* _Exercise description_
When the word "clicks" shows up in a line of the data below, copy that whole line.

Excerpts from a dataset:
________________

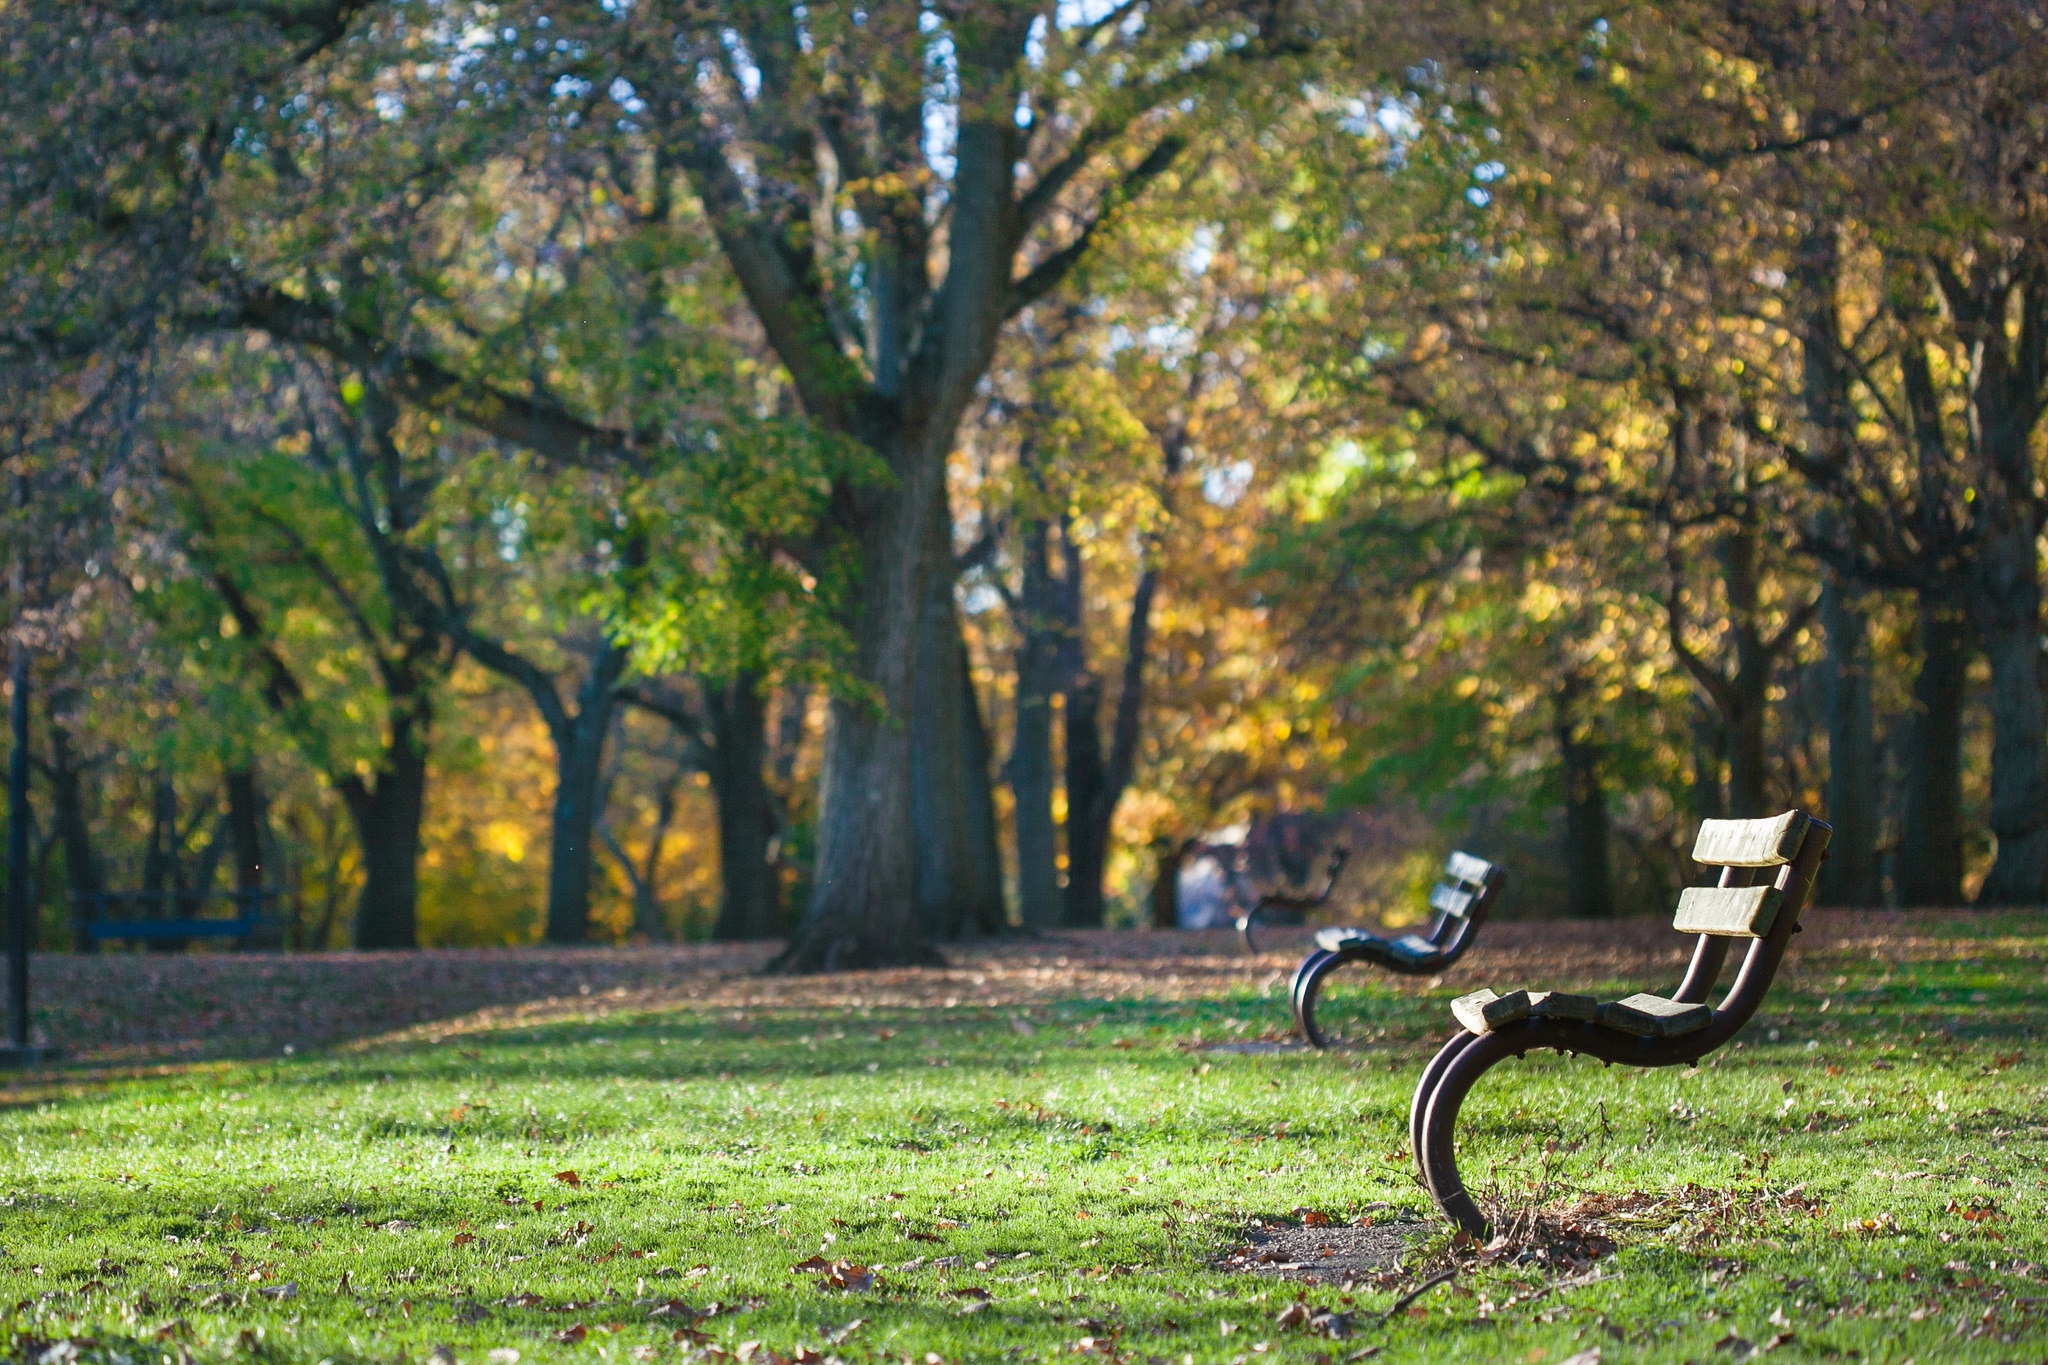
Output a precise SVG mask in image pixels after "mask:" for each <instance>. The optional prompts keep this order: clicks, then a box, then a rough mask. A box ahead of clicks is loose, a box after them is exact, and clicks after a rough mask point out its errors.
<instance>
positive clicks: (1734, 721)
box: [1720, 524, 1774, 819]
mask: <svg viewBox="0 0 2048 1365" xmlns="http://www.w3.org/2000/svg"><path fill="white" fill-rule="evenodd" d="M1720 567H1722V577H1724V583H1726V591H1729V616H1731V634H1733V636H1735V677H1733V688H1731V694H1733V698H1731V700H1733V704H1731V706H1729V708H1724V712H1722V722H1724V724H1726V733H1729V806H1731V808H1733V814H1735V817H1737V819H1755V817H1761V814H1769V796H1767V792H1765V780H1767V774H1769V761H1767V757H1765V745H1763V718H1765V708H1767V700H1769V679H1772V665H1774V653H1772V649H1769V647H1767V645H1765V643H1763V632H1761V628H1759V622H1757V612H1759V610H1761V581H1759V573H1757V532H1755V528H1753V526H1747V524H1745V526H1741V528H1737V530H1733V532H1729V534H1726V536H1722V540H1720Z"/></svg>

________________

* _Your solution_
Output a precise SVG mask in image pixels after "mask:" for each <instance>. The optional prompts keep this order: clicks, then a box, then a rough mask. A box ahead of clicks is loose, a box after them is exact, and clicks after a rough mask point out its errors.
positive clicks: (1734, 721)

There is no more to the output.